◆ **Text segment**
▼▼▼
Sap front view mech.jpg

Motivation

Current micro and nanofabrication processes rely on a vast set of tools and technical capabilities, which usually implies a considerable capital expense and severely limits accessibility to such capabilities in many regions of the world. Small research organizations may acquire some of the tools required, but the fabrication process for standard devices require a substantial number of difficult and error-prone steps which take enormous amounts of know-how and optimization procedures in order to perform with an acceptable rate of success.

General Idea

The main goal is to generate an affordable, and easy to use system which allows the deposition of a wide range of materials in a geometrically controlled way, effectively enabling the creation of heterostructures with a wide range of functionality. Such a device may become a powerful tool for materials science research, and could also sustain interesting developments in distributed and participative manufacturing.

To implement such capabilities, the combination of the following techniques/ideas has been devised, with a particular twist ;)


Pulsed Laser Deposition

Pulsed Laser Deposition is a technique in which mass is transferred in a controlled atmosphere from a target to a substrate by means of irradiating the former with a high energy pulse of light. The energy transfered induces out of equilibrium thermal processes in the target, resulting in the formation of a plasma 'plume' which has a stoichiometry closely matched to the target composition.

While it's not the technique of choice for industrial device fabrication (mainly due to film quality and complications associated with large area deposition, see this section), the ability to deposit a wide range of materials has made it the workhorse for many research regarding complex materials (oxides, nitrates, dichalcogenides, etc) and the applications of some interesting effects (ferroelectricity, superconductivity, …) that they show. An often overlooked characteristic of this technique is the ease of coupling of the energy over the target: one can control with exquisite precision the amount, rate, placement an timing of the energy transferred from the laser.

A very comprehensive account of the technique is the book Pulsed Laser Deposition of Thin Films , while a more up to date account can be found in [1]. A recent practical and very illustrative review paper can be found on [2].
▲▲▲
◆ **Records shown**
▼▼▼
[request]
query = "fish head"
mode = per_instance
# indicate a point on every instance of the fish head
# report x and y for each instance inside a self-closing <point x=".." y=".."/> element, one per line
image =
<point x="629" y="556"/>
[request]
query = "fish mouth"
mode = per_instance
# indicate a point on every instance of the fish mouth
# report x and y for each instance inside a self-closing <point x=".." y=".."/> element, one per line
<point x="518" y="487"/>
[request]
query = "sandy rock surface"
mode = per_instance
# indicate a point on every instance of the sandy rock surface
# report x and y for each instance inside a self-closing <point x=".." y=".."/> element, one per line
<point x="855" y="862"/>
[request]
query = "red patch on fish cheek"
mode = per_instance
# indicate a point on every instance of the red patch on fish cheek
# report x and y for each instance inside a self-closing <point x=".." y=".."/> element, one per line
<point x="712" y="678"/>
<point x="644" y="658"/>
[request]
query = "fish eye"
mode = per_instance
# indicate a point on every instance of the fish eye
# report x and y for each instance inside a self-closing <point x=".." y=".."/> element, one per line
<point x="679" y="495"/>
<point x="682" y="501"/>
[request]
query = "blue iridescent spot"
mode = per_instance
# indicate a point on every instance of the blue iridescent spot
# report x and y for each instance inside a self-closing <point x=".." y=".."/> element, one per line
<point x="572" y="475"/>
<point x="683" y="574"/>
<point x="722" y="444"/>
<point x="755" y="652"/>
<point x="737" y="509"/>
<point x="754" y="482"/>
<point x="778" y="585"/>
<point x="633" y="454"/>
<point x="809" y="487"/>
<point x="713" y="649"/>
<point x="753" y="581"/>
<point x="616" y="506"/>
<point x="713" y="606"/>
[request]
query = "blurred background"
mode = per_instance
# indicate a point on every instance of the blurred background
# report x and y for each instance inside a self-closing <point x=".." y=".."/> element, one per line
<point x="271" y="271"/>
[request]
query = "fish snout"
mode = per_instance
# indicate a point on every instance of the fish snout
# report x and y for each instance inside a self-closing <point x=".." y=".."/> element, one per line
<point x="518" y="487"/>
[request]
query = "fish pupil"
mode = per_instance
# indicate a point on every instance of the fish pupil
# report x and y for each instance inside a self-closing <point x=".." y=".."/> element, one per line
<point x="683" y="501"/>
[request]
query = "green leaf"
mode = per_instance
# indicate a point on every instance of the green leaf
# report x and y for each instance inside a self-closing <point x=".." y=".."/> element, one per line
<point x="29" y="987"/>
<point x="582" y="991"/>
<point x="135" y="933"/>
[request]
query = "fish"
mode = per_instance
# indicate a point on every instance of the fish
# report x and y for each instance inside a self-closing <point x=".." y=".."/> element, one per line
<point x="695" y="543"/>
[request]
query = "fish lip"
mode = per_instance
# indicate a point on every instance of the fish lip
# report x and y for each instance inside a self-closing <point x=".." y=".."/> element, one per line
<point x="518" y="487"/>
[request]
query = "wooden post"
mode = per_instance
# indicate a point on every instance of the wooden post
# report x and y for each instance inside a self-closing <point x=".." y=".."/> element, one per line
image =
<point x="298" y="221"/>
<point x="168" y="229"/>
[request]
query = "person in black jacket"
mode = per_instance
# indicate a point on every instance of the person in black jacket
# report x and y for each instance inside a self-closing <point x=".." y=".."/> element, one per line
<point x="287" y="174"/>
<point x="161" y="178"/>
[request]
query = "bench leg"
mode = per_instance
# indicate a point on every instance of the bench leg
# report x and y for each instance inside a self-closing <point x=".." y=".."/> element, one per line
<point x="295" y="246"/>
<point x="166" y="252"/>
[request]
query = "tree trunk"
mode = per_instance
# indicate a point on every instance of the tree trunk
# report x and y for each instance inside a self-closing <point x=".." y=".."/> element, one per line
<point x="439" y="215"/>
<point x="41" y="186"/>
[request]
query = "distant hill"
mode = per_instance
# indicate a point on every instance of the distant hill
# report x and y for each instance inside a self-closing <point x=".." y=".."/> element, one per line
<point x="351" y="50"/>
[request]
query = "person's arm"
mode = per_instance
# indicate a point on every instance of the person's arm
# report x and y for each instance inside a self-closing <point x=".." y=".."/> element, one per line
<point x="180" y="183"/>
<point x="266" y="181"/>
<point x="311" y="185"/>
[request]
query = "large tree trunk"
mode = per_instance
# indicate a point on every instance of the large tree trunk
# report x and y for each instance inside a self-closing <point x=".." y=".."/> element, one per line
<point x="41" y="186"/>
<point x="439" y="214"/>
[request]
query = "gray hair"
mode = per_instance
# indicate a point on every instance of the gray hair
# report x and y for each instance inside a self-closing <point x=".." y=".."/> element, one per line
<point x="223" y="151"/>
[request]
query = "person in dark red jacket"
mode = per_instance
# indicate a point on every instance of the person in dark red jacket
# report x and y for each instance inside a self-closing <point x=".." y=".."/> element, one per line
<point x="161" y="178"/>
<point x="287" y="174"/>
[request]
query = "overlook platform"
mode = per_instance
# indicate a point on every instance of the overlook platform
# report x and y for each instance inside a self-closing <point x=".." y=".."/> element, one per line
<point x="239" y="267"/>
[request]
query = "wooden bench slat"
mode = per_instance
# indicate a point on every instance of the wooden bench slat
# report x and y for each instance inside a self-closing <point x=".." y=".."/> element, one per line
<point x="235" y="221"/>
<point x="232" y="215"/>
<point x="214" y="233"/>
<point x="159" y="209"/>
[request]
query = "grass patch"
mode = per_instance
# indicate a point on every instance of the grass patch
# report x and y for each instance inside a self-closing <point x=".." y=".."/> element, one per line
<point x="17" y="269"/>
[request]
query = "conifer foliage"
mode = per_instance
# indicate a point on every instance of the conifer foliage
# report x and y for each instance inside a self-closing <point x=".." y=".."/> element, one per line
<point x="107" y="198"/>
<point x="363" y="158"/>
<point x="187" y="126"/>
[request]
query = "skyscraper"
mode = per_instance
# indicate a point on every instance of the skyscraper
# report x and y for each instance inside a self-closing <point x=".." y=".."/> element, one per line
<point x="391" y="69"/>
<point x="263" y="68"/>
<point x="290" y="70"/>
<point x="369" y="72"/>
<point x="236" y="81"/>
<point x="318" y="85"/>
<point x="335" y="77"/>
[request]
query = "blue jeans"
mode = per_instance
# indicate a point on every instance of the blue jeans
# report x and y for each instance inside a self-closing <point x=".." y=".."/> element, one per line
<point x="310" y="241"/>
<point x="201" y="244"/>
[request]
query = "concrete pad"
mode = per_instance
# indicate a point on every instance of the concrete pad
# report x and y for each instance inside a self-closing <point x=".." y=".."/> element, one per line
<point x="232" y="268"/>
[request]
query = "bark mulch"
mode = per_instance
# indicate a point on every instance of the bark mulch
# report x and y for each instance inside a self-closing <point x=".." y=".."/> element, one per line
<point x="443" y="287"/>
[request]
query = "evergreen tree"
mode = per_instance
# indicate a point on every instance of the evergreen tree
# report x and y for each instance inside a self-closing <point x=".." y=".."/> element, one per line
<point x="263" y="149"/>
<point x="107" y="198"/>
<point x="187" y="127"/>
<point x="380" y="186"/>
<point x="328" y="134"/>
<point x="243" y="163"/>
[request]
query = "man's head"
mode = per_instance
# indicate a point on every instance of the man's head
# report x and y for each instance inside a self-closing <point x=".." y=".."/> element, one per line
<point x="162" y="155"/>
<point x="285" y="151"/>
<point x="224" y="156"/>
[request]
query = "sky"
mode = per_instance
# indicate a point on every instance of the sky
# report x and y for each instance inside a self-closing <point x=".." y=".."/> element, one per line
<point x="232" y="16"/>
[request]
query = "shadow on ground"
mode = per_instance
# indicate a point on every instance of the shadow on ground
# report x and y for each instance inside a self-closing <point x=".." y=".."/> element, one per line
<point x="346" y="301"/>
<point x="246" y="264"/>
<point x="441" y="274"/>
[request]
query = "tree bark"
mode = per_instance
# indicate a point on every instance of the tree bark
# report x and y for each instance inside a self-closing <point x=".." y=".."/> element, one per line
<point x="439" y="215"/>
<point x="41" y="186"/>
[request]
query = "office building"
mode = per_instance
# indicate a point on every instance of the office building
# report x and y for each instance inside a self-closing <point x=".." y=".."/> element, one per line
▲▲▲
◆ **Objective 1**
In the pulsed laser deposition text, what does the stoichiometry of the plasma plume closely match?
◆ **Objective 2**
Extract everything from "General Idea" down to "and participative manufacturing." in the pulsed laser deposition text.

◆ **Full output 1**
The target composition.

◆ **Full output 2**
General Idea

The main goal is to generate an affordable, and easy to use system which allows the deposition of a wide range of materials in a geometrically controlled way, effectively enabling the creation of heterostructures with a wide range of functionality. Such a device may become a powerful tool for materials science research, and could also sustain interesting developments in distributed and participative manufacturing.